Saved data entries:
--------------------------------

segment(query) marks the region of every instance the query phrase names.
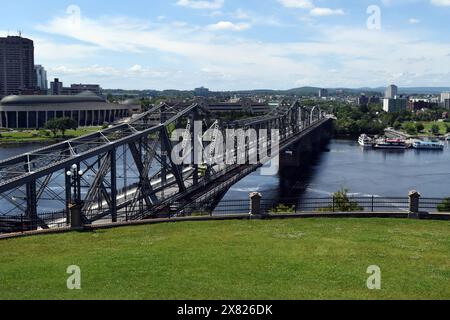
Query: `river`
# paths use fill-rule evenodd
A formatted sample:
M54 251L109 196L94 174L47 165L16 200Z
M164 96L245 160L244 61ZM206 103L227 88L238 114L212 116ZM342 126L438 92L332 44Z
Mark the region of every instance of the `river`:
M0 160L42 145L0 146ZM351 140L331 140L301 168L262 176L260 170L235 184L224 200L248 199L258 191L266 199L329 197L342 187L357 196L406 197L416 189L424 197L448 197L450 149L389 151L363 149Z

--------------------------------

Repeat every entry above word for word, and include no pictures.

segment(query) marks the region of every instance the query phrase names.
Query: `river`
# paths use fill-rule evenodd
A formatted sample:
M54 251L109 196L94 174L47 165L16 200Z
M164 96L245 160L244 61ZM206 103L227 88L238 114L212 116ZM342 126L438 92L332 44Z
Mark the region of every instance of the `river`:
M0 160L42 145L0 146ZM351 140L331 140L301 168L262 176L260 170L235 184L224 200L248 199L258 191L266 199L329 197L342 187L357 196L406 197L416 189L424 197L448 197L450 149L389 151L363 149Z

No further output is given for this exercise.